▶ [EXCERPT]:
:::::

The answers will vary because no two people are the same, what's serving one will not necessarily serve another, neither will the what's hurting one hurt another. But knowing the advantages and disadvantages can help you really see which side is more important. Is it more important to you to feel safe and guarded, or vulnerable and connected? Which is serving you in the interest of you goal?  How important is it to you to change? How hard are you willing to work in order to get rid of those disadvantages, or maybe you aren't really interested in getting rid of them at all?   

Wednesday, April 9, 2014

Mental Filter

If you suffer from shyness, anxiety about going into something new, or fear of not knowing what you are doing, or have any social phobia of any kind, you may be buying into the cognitive distortion which is a sub type of All or Nothing thinking, the "Mental Filter."  Mental filtering is when we pay especial attention to our limitations and weaknesses or outright flaws, and filter out the positive qualities we have.  This makes us feel vulnerable and saps our confidence, and the thought of facing situations where we don't know what to expect will cause massive amounts of anxiety.

Do you ever tell yourself any of the following?

"I won't know what I'm doing."
"Everyone will think I'm weird or stupid."
"I can't do, that I already tried and couldn't do it."

:::::

▶ [EXTRACTED ENTRIES]:
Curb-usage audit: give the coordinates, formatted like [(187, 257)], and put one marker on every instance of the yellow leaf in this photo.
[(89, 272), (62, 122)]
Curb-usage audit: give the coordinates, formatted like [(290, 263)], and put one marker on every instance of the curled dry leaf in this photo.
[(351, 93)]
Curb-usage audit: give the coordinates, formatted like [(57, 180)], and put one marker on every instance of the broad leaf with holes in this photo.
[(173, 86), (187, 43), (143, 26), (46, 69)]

:::::

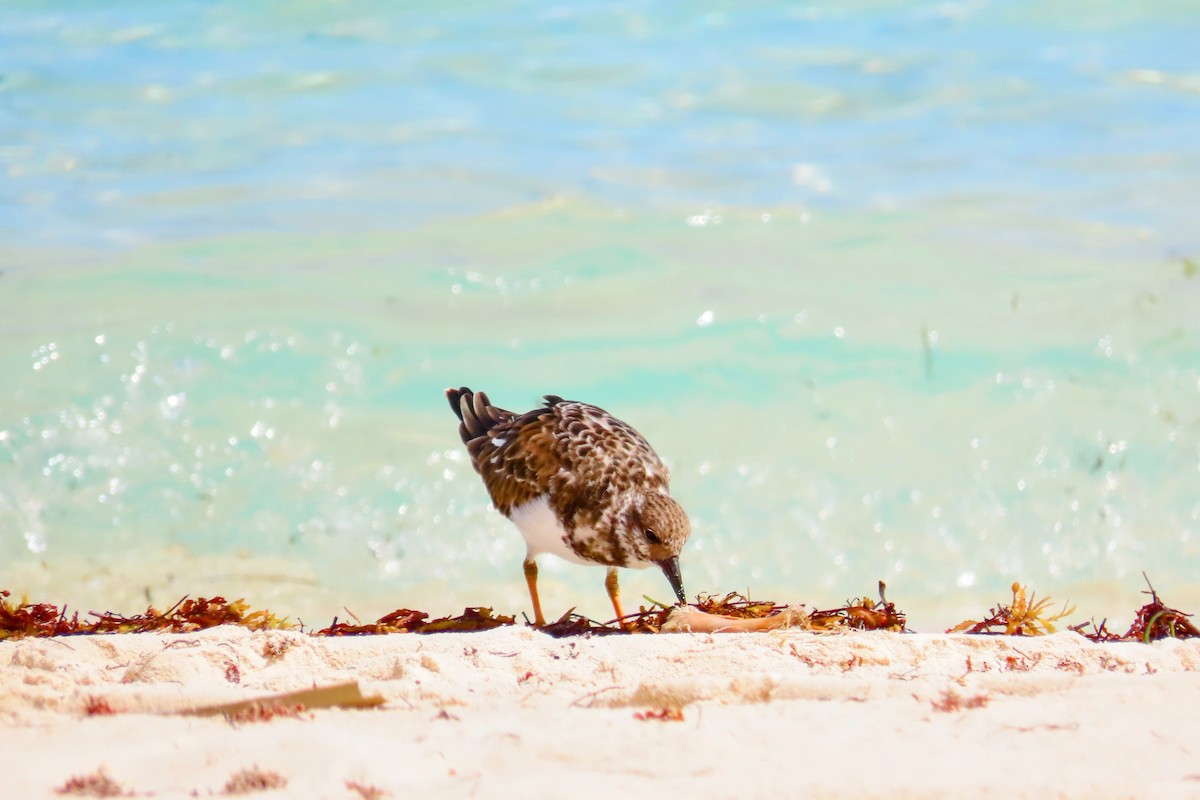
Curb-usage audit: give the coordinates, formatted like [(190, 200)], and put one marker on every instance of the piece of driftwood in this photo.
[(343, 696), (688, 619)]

:::::

▶ [DIRECTIONS]:
**a.** Translate this sentence from the excerpt about mental filtering into Spanish: "Mental filtering is when we pay especial attention to our limitations and weaknesses or outright flaws, and filter out the positive qualities we have."
**b.** List every condition the excerpt about mental filtering names in the sentence that begins "If you suffer from shyness."
**c.** According to the excerpt about mental filtering, the "Mental Filter" is a subtype of which kind of thinking?

▶ [RESPONSES IN ORDER]:
**a.** El filtrado mental es cuando prestamos especial atención a nuestras limitaciones y debilidades o defectos evidentes, y filtramos las cualidades positivas que tenemos.

**b.**
- Shyness
- Anxiety about going into something new
- Fear of not knowing what you are doing
- Any social phobia of any kind

**c.** All or Nothing thinking.